• SHORT EXERCISE
How many lines in the data below contain the string "advertisement"? Give only the number.

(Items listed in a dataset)
════════════════════

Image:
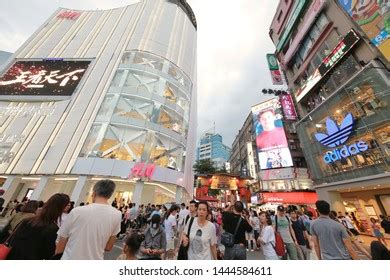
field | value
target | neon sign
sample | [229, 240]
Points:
[338, 135]
[142, 170]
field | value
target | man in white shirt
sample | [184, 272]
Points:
[184, 212]
[90, 230]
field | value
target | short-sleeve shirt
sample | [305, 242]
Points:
[283, 227]
[201, 238]
[169, 224]
[230, 221]
[299, 228]
[330, 235]
[88, 229]
[268, 237]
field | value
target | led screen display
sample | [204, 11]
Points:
[43, 78]
[271, 141]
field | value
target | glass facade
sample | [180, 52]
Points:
[145, 114]
[367, 98]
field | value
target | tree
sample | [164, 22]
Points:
[204, 166]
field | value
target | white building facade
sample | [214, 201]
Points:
[102, 94]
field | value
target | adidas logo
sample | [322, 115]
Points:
[338, 135]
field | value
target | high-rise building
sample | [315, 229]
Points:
[103, 94]
[336, 58]
[211, 147]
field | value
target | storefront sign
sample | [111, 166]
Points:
[288, 107]
[42, 78]
[373, 17]
[272, 62]
[343, 47]
[338, 135]
[142, 170]
[290, 197]
[26, 111]
[310, 16]
[297, 9]
[338, 52]
[71, 15]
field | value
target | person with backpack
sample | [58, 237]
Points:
[283, 226]
[266, 239]
[155, 243]
[235, 226]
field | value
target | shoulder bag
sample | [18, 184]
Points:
[227, 239]
[183, 250]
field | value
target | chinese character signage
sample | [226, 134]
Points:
[273, 66]
[342, 48]
[43, 78]
[373, 17]
[288, 107]
[271, 141]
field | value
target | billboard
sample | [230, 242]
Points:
[43, 78]
[373, 17]
[271, 141]
[288, 107]
[273, 66]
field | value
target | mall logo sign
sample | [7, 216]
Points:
[338, 135]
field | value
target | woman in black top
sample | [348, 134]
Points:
[34, 238]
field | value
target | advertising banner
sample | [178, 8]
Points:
[342, 48]
[288, 107]
[271, 141]
[373, 17]
[43, 78]
[273, 66]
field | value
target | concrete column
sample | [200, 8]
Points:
[11, 188]
[333, 198]
[137, 195]
[39, 189]
[79, 191]
[179, 194]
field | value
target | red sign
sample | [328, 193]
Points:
[290, 197]
[142, 170]
[72, 15]
[288, 107]
[276, 77]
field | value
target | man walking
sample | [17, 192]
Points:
[90, 230]
[283, 226]
[331, 240]
[230, 220]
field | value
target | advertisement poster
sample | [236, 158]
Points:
[373, 17]
[288, 107]
[273, 67]
[271, 141]
[43, 78]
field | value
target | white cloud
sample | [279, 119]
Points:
[232, 43]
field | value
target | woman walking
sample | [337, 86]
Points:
[34, 238]
[376, 228]
[202, 239]
[267, 237]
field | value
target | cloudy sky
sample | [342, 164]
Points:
[232, 43]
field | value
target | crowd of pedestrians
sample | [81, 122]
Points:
[58, 230]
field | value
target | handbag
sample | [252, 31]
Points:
[227, 239]
[5, 248]
[183, 250]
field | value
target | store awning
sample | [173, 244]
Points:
[290, 197]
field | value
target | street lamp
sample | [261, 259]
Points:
[274, 91]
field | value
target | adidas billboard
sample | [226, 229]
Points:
[338, 135]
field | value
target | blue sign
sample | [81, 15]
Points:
[338, 135]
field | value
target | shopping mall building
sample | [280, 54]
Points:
[337, 68]
[102, 94]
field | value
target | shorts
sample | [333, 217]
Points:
[170, 244]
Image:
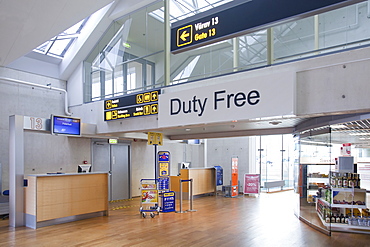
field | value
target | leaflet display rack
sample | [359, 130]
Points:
[149, 197]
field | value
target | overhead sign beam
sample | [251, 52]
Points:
[135, 105]
[232, 20]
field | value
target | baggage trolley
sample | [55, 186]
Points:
[149, 198]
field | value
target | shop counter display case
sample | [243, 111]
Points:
[58, 198]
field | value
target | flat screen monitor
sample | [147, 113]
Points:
[84, 168]
[69, 126]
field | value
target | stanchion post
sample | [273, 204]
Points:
[191, 197]
[181, 199]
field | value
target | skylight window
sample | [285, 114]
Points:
[59, 45]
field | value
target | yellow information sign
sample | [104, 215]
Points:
[155, 138]
[185, 35]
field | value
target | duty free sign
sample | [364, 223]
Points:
[241, 99]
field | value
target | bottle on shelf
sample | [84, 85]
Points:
[337, 219]
[346, 219]
[333, 179]
[339, 180]
[342, 219]
[350, 180]
[332, 220]
[345, 180]
[357, 183]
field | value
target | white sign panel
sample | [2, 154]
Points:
[36, 123]
[243, 99]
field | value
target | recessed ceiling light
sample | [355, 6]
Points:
[275, 122]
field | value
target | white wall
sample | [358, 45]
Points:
[43, 152]
[220, 151]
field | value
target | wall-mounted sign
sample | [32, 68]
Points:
[242, 99]
[164, 163]
[155, 138]
[113, 141]
[235, 19]
[234, 177]
[135, 105]
[251, 183]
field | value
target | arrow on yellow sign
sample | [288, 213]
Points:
[184, 35]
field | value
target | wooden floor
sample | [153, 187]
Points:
[267, 220]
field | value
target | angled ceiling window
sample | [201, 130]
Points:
[59, 45]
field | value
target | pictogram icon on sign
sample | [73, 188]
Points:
[184, 35]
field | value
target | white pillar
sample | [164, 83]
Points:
[16, 171]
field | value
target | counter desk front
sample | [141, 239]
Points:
[58, 198]
[204, 181]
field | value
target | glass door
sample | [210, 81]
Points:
[274, 160]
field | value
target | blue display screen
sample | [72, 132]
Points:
[66, 126]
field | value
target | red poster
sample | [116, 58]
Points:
[251, 183]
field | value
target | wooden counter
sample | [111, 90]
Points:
[57, 198]
[204, 181]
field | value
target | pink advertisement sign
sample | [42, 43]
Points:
[251, 183]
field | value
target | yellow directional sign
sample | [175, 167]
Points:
[155, 138]
[185, 35]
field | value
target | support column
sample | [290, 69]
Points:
[16, 171]
[235, 54]
[270, 46]
[316, 21]
[167, 43]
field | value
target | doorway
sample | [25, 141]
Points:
[115, 160]
[275, 159]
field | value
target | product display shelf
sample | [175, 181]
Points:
[322, 204]
[340, 227]
[342, 205]
[313, 184]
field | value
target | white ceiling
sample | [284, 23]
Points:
[26, 24]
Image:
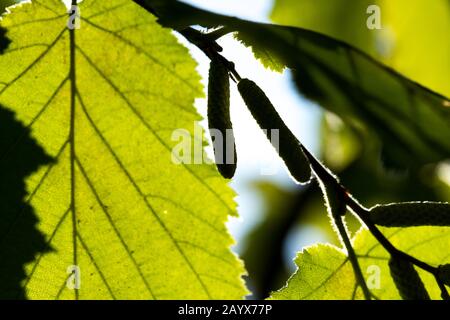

════════════════════

• WRITTEN ANSWER
2